### Task prompt
Print every one of the records below word for word, leaving out the pictures.

### Excerpted records
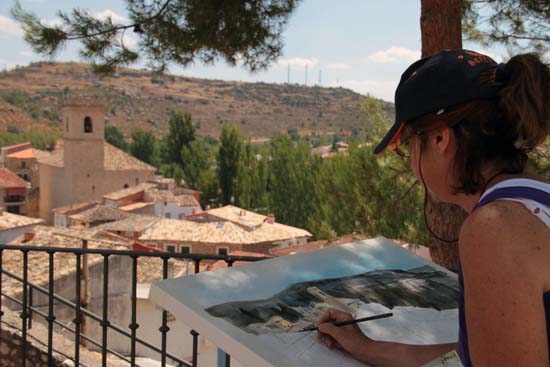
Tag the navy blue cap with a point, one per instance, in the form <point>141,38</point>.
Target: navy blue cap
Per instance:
<point>442,80</point>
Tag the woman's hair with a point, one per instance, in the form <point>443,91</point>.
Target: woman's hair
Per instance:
<point>498,131</point>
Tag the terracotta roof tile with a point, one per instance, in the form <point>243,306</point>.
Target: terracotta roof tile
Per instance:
<point>22,154</point>
<point>64,263</point>
<point>121,194</point>
<point>100,213</point>
<point>213,232</point>
<point>114,160</point>
<point>134,206</point>
<point>8,179</point>
<point>10,221</point>
<point>134,223</point>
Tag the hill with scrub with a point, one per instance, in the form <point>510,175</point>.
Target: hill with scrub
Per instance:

### Correct result
Tag the navy blue cap with a point, one per instance, in the form <point>141,38</point>.
Target: navy blue cap
Per instance:
<point>442,80</point>
Tag the woman's hair with a point, one per instance, in the form <point>443,91</point>.
Target: woman's hair
Per instance:
<point>498,131</point>
Tag the terracotta roof tile with a point, one per instance, in the form <point>243,306</point>.
Target: terracotta roof tile
Per instance:
<point>22,154</point>
<point>64,263</point>
<point>121,194</point>
<point>100,213</point>
<point>213,232</point>
<point>114,160</point>
<point>134,206</point>
<point>8,179</point>
<point>10,221</point>
<point>134,223</point>
Tag the hill with scrub with a point, one per instance, in the form <point>510,175</point>.
Target: hill with scrub
Per instance:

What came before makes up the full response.